** 练习目标 **
从下面讲 Compare 函数去掉分支的帖子里，一字不差地引出从“不幸的是,我不懂汇编代码,否则我就会尝试自己回答这个问题了。”开始、到“movl %esi, -8(%rbp)”为止的那段文字，“movl %esi, -8(%rbp)”这部分也要包括在内。

** 页面 **
>>

我有一个Compare()
函数,看起来像这样:
inline bool Compare(bool greater, int p1, int p2) {
if (greater) return p1>=p2;
else return p1<=p2;
}
我决定优化以避免分支:
inline bool Compare2(bool greater, int p1, int p2) {
bool ret[2] = {p1<=p2,p1>=p2};
return ret[greater];
}
然后我这样测试:
bool x = true;
int M = 100000;
int N = 100;
bool a[N];
int b[N];
int c[N];
for (int i=0;i<N; ++i) {
a[i] = rand()%2;
b[i] = rand()%128;
c[i] = rand()%128;
}
// Timed the below loop with both Compare() and Compare2()
for (int j=0; j<M; ++j) {
for (int i=0; i<N; ++i) {
x ^= Compare(a[i],b[i],c[i]);
}
}
结果:Compare(): 3.14ns avg
Compare2(): 1.61ns avg
我会说case-closed,避免分支FTW。但为了完整起见,我替换了
a[i] = rand()%2;
:
a[i] = true;
得到了完全相同的~3.14ns的测量值。假设没有分支发生,编译器实际上重写Compare()
以避免if
语句。那么,为什么Compare2()
更快呢?
不幸的是,我不懂汇编代码,否则我就会尝试自己回答这个问题了。
EDIT:下面是一些汇编:
_Z7Comparebii:
.LFB4:
.cfi_startproc
.cfi_personality 0x3,__gxx_personality_v0
pushq %rbp
.cfi_def_cfa_offset 16
movq %rsp, %rbp
.cfi_offset 6, -16
.cfi_def_cfa_register 6
movl %edi, %eax
movl %esi, -8(%rbp)
movl %edx, -12(%rbp)
movb %al, -4(%rbp)
cmpb $0, -4(%rbp)

<<

** 数据条目 **

>>

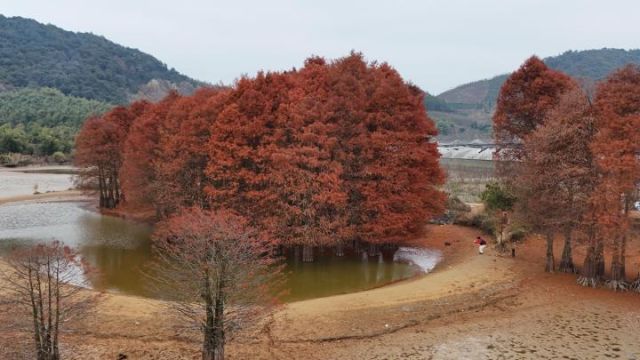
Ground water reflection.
[0,202,419,301]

<<

** 完整回答 **
不幸的是,我不懂汇编代码,否则我就会尝试自己回答这个问题了。
EDIT:下面是一些汇编:
_Z7Comparebii:
.LFB4:
.cfi_startproc
.cfi_personality 0x3,__gxx_personality_v0
pushq %rbp
.cfi_def_cfa_offset 16
movq %rsp, %rbp
.cfi_offset 6, -16
.cfi_def_cfa_register 6
movl %edi, %eax
movl %esi, -8(%rbp)